AIM. Present the listing below as a Markdown table with the columns "Row" and "Line," giving each line its own numbered row and omitting blank lines. Leave the pictures out of the table.

-=-=-

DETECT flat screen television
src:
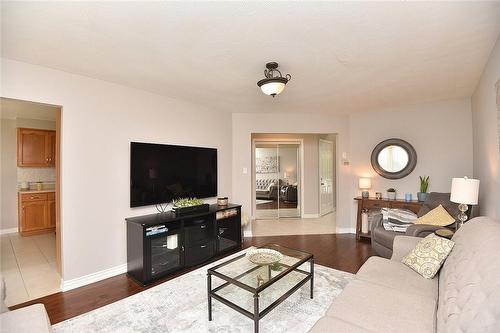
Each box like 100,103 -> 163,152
130,142 -> 217,207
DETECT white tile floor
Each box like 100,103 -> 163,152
0,233 -> 61,306
251,212 -> 337,236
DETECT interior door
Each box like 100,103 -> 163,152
254,142 -> 281,220
278,143 -> 300,218
319,140 -> 335,215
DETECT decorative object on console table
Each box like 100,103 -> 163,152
359,177 -> 372,199
450,177 -> 479,230
361,209 -> 369,234
354,197 -> 422,240
172,198 -> 210,215
387,187 -> 396,200
417,176 -> 429,202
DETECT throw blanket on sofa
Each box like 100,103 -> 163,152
381,208 -> 417,232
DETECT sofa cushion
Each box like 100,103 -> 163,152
415,205 -> 455,227
403,234 -> 455,279
326,279 -> 436,333
356,257 -> 438,302
437,217 -> 500,333
417,192 -> 460,217
372,226 -> 404,249
309,316 -> 375,333
0,304 -> 52,333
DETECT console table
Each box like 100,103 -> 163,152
125,204 -> 241,285
354,197 -> 423,240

-=-=-

EXPECTED ANSWER.
| Row | Line |
|---|---|
| 1 | DETECT flat screen television |
| 2 | src: |
| 3 | Each box like 100,103 -> 163,152 |
| 4 | 130,142 -> 217,207 |
| 5 | DETECT white tile floor |
| 6 | Each box like 100,103 -> 163,152 |
| 7 | 0,233 -> 61,306 |
| 8 | 251,212 -> 337,236 |
| 9 | DETECT interior door |
| 10 | Each box like 100,103 -> 163,152 |
| 11 | 254,142 -> 281,220 |
| 12 | 278,143 -> 300,218 |
| 13 | 319,140 -> 335,215 |
| 14 | DETECT decorative object on console table |
| 15 | Each box like 100,103 -> 163,152 |
| 16 | 359,177 -> 372,199 |
| 17 | 450,177 -> 479,230 |
| 18 | 361,209 -> 369,234 |
| 19 | 354,197 -> 422,240 |
| 20 | 172,198 -> 210,215 |
| 21 | 387,187 -> 396,200 |
| 22 | 417,176 -> 429,202 |
| 23 | DETECT throw blanket on sofa |
| 24 | Each box like 100,103 -> 163,152 |
| 25 | 381,208 -> 417,232 |
| 26 | DETECT sofa cushion |
| 27 | Each box like 100,103 -> 163,152 |
| 28 | 415,205 -> 455,227 |
| 29 | 403,234 -> 455,279 |
| 30 | 326,279 -> 436,333 |
| 31 | 356,257 -> 438,302 |
| 32 | 437,217 -> 500,333 |
| 33 | 417,192 -> 460,217 |
| 34 | 372,226 -> 404,249 |
| 35 | 309,316 -> 375,333 |
| 36 | 0,304 -> 52,333 |
| 37 | DETECT console table |
| 38 | Each box like 100,103 -> 163,152 |
| 39 | 125,204 -> 241,285 |
| 40 | 354,197 -> 423,240 |